Some records:
_____

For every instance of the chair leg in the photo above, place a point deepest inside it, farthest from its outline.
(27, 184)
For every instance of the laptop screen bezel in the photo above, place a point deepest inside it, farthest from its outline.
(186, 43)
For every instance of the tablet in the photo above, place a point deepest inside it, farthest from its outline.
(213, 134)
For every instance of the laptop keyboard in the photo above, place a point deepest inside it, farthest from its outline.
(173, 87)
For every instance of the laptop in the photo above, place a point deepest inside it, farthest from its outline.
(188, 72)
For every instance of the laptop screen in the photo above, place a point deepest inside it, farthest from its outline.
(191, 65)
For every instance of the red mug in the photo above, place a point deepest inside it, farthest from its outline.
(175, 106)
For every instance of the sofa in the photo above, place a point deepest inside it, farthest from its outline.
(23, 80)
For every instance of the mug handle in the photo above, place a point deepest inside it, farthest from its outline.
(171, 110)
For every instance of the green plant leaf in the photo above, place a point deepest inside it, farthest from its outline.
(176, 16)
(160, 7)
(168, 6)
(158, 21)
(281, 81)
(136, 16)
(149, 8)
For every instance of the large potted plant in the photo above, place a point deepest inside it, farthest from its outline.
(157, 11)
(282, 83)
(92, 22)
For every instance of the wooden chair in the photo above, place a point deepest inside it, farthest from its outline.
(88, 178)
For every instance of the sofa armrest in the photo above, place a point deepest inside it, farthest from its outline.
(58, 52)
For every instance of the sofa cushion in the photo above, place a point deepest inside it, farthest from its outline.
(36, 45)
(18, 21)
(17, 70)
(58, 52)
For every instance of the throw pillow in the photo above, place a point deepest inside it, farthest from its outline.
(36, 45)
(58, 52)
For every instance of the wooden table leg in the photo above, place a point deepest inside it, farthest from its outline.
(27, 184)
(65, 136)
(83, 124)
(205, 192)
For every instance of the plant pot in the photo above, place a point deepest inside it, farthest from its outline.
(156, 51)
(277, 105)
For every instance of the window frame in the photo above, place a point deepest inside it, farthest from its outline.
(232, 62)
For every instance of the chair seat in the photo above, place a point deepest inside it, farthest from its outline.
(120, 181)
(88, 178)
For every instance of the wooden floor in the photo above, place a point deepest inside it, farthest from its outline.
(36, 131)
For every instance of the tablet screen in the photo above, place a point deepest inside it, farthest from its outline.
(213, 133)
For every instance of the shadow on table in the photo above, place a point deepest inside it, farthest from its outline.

_____

All of the records must be retyped exactly as they are.

For every instance of the chair leg in the photo above, place a point deepest inside it, farthest from its outline.
(27, 184)
For every instance of the laptop screen bezel in the photo above, place a point deepest inside it, farthest from its outline.
(186, 43)
For every instance of the tablet in the photo above, place a point deepest inside it, farthest from its outline.
(213, 134)
For every instance of the laptop keyboard in the photo above, place a point deepest inside it, farthest from its outline.
(173, 87)
For every instance of the laptop in the photo above, place a point deepest inside it, farthest from its outline.
(188, 72)
For every instance of the laptop screen in the photo above, place a point deepest inside it, farthest from its outline.
(191, 65)
For every instance of the red mug in the photo above, place a point deepest inside it, farthest from its outline.
(175, 106)
For every instance of the sofa in the photo above, place a point deepest inside it, farthest from its outline.
(23, 80)
For every instance of the mug handle in the photo above, place a point deepest inside it, farthest from its outline.
(171, 110)
For every instance of the green plant leaf in the photo above, place a point deepest inside it, farthest from its outline.
(176, 16)
(160, 7)
(168, 6)
(158, 21)
(281, 81)
(136, 16)
(149, 8)
For every instance of the large potted plant in the photo above, place a point deepest inside it, farthest from its outline.
(157, 11)
(282, 83)
(92, 22)
For every instance of the wooden chair in the photo above, place a point deepest inside it, farthest from its outline.
(88, 178)
For every instance of the sofa armrest in the photo above, place a point deepest inside it, farthest from its outline.
(58, 52)
For every instance of the sofa cushion in the photo above, place a point deepest inside it, farthest from its outline.
(36, 45)
(18, 21)
(17, 70)
(58, 52)
For every instance of the throw pillow in the photo above, place a point deepest inside it, farthest from its outline.
(36, 45)
(58, 52)
For every instance of the wooden table leg in the photo above, place a point deepest inside it, farthest from its outline.
(27, 184)
(65, 136)
(83, 124)
(205, 192)
For every instance of the plant pot in the photo above, place a point deepest inside it, farthest from its outline.
(156, 51)
(277, 105)
For every instance of the window frame in the photo above, place a point deepest inside it, farthest from its outline.
(232, 62)
For every instance of the chair seat in the photo above, place a point deepest inside it, farthest from its outline.
(120, 181)
(88, 178)
For every instance of the wooden floor in the photo above, place a point deepest inside it, farthest from its outline.
(36, 131)
For every instance of the tablet screen in the photo above, place a point deepest inside it, farthest from its outline.
(213, 133)
For every instance of the shadow on table in the photo above, place a point deepest inside it, farthest from its outline.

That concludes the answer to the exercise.